→ **SOURCE RECORDS**:
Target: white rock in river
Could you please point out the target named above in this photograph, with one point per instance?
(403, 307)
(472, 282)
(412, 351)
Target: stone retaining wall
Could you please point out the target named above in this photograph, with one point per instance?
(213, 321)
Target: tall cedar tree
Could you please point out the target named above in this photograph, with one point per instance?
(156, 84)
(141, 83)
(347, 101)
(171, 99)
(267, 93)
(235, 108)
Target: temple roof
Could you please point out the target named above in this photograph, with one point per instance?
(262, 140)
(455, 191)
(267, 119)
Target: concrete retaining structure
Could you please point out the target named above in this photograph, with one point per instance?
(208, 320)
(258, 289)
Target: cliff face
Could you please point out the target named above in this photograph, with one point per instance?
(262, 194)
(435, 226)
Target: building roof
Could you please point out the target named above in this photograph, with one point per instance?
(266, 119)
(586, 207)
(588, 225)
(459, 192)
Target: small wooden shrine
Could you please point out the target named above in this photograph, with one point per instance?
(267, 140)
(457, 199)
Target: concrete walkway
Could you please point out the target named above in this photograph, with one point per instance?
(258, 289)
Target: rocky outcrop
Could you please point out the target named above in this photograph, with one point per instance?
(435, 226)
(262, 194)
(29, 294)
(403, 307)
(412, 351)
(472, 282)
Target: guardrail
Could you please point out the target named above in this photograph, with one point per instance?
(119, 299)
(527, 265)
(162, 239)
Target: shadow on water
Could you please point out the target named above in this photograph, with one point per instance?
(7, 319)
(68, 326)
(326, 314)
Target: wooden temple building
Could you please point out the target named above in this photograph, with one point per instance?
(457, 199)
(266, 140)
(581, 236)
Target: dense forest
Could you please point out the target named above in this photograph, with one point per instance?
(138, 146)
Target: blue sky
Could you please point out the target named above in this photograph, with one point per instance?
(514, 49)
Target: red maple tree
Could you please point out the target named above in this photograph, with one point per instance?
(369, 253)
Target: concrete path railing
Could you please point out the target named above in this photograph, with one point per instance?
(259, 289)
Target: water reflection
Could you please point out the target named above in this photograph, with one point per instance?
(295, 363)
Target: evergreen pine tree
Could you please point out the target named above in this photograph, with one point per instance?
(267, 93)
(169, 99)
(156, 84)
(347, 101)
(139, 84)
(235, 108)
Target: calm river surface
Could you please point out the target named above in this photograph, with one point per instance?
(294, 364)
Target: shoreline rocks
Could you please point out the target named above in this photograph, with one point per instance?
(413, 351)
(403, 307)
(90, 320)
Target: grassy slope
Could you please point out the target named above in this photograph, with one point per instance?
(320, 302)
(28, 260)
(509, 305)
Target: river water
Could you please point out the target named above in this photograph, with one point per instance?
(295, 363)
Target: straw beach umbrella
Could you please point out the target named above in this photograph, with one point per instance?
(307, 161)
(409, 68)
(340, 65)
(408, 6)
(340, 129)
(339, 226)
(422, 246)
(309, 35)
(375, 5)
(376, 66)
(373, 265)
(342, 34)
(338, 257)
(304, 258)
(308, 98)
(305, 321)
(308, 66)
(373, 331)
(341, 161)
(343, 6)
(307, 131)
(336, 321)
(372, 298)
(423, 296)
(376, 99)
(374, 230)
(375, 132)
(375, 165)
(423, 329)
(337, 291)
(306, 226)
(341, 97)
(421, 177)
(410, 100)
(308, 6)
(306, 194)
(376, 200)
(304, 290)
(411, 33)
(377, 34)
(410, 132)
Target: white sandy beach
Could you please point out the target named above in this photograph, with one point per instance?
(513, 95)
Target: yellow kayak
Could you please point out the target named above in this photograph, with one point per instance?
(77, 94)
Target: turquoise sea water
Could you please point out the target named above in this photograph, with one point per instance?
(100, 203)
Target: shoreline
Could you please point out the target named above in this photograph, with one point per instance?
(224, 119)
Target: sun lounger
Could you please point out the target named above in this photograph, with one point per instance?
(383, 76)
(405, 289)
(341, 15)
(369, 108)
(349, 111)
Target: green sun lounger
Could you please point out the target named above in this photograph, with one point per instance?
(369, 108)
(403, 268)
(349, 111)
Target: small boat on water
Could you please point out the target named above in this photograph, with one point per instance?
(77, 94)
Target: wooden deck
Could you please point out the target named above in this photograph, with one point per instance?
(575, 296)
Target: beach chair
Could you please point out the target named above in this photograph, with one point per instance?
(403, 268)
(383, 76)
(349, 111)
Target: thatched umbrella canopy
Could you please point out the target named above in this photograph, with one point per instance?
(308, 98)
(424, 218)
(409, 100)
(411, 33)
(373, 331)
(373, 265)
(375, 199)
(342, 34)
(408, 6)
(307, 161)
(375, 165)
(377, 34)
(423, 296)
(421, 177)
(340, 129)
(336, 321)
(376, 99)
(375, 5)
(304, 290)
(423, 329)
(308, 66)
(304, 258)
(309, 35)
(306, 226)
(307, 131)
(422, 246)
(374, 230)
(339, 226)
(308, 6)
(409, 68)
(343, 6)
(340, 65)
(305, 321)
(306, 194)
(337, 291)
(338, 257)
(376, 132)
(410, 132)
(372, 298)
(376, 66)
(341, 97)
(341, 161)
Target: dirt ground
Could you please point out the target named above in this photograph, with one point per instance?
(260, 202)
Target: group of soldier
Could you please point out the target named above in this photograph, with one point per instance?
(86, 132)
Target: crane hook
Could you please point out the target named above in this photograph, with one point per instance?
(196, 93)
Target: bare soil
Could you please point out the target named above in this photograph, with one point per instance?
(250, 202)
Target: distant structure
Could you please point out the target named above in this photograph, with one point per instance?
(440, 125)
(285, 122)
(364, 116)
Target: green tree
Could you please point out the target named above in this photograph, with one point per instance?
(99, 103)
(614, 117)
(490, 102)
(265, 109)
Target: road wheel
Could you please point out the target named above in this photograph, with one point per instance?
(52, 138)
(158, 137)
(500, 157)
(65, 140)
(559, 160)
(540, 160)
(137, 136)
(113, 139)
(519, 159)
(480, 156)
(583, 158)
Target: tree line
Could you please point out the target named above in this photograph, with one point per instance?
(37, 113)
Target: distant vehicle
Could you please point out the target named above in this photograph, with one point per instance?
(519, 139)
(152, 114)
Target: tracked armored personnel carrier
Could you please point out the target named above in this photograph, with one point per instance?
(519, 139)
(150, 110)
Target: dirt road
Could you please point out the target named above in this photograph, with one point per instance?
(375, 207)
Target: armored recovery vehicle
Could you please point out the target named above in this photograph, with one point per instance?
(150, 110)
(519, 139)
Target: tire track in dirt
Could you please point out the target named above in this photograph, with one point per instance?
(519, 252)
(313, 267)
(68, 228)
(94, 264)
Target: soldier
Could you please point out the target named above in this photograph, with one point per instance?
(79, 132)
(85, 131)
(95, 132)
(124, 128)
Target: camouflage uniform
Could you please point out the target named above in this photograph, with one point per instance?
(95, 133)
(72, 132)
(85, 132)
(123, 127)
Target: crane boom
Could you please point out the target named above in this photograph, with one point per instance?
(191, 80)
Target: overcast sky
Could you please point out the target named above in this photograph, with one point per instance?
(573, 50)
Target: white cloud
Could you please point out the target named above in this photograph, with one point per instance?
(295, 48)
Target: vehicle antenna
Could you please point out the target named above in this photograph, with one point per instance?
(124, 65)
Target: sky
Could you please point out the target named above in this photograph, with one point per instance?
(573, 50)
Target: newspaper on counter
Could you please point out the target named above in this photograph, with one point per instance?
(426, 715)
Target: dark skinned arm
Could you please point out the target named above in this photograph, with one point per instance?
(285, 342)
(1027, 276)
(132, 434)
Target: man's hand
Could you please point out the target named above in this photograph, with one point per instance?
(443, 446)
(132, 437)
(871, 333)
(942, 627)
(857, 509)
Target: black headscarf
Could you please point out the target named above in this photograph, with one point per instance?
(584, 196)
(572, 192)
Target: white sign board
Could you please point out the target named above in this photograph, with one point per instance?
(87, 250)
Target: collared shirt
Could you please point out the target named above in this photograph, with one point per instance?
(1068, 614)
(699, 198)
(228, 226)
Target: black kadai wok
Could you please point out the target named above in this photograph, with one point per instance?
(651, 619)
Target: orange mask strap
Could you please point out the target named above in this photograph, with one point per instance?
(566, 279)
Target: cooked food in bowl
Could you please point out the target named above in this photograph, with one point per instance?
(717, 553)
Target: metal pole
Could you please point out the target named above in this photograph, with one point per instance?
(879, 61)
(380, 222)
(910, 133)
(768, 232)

→ **WHAT TO DO**: Please rewrite the entries from the line holding "Target: metal pole" through the end of the entries, inclusive, changing "metal pole" to "steel pole" and leaving everything else as it is.

→ **THE RESPONSE**:
Target: steel pole
Could you please point out the target named above in this photograph, with one point per instance?
(879, 61)
(380, 222)
(910, 133)
(768, 232)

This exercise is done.